EXTRAIT DU DOCUMENT:
________________________________________

Convoi de l'eau : à Mauzé-sur-le-Mignon, une bassine ultra-surveillée et des opposants qui veulent un "autre modèle agricole"
"Nous, clairement, si demain la réserve est cassée, les chèvres disparaissent." Samuel Baudouin est éleveur de chèvres dans les Deux-Sèvres, et il cultive de la luzerne pour les nourrir. Pour cela, Samuel dépend d'une réserve d'eau, la seule opérationnelle dans le marais poitevin, à Mauzé-sur-le-Mignon, dans la Sèvre niortaise.
Une réserve qui, comme tous les projets de retenues d'eau, ne manque pas de créer des remous, d'autant que 15 autres bassines doivent voir le jour dans la région. Une nouvelle manifestation des anti-bassines, un "convoi de l'eau", va s'élancer vendredi 18 août pas loin de là, près de Sainte-Soline, où de violents affrontements autour d'un projet de méga-bassines avaient eu lieu en octobre et mars derniers, direction Orléans, avant une arrivée à Paris le week-end du 26 août. Un convoi à vélo et en tracteur pour demander un moratoire sur les projets en cours, et sensibiliser à la question du partage de l'eau.

________________________________________

DONNÉES FOURNIES:
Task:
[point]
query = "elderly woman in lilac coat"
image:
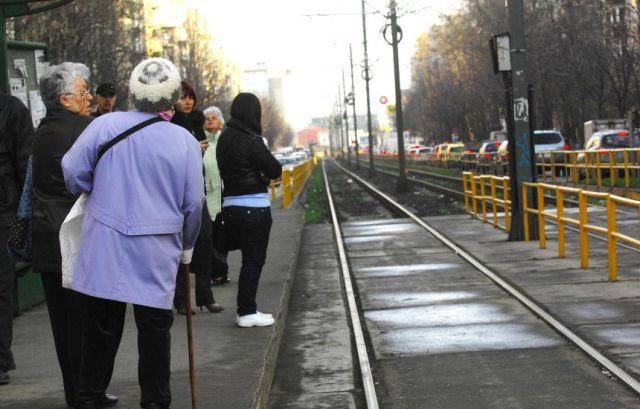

________________________________________

OBJECTIFS:
(1) Recopiez mot pour mot le passage de l'article sur la bassine de Mauzé-sur-le-Mignon, de « Une réserve qui, comme » à « partage de l'eau. ».
(2) Relevez toutes les villes et communes nommées dans l'article sur la bassine de Mauzé-sur-le-Mignon.

RÉPONSES AUX EXERCICES:
(1)
Une réserve qui, comme tous les projets de retenues d'eau, ne manque pas de créer des remous, d'autant que 15 autres bassines doivent voir le jour dans la région. Une nouvelle manifestation des anti-bassines, un "convoi de l'eau", va s'élancer vendredi 18 août pas loin de là, près de Sainte-Soline, où de violents affrontements autour d'un projet de méga-bassines avaient eu lieu en octobre et mars derniers, direction Orléans, avant une arrivée à Paris le week-end du 26 août. Un convoi à vélo et en tracteur pour demander un moratoire sur les projets en cours, et sensibiliser à la question du partage de l'eau.

(2)
- Mauzé-sur-le-Mignon
- Sainte-Soline
- Orléans
- Paris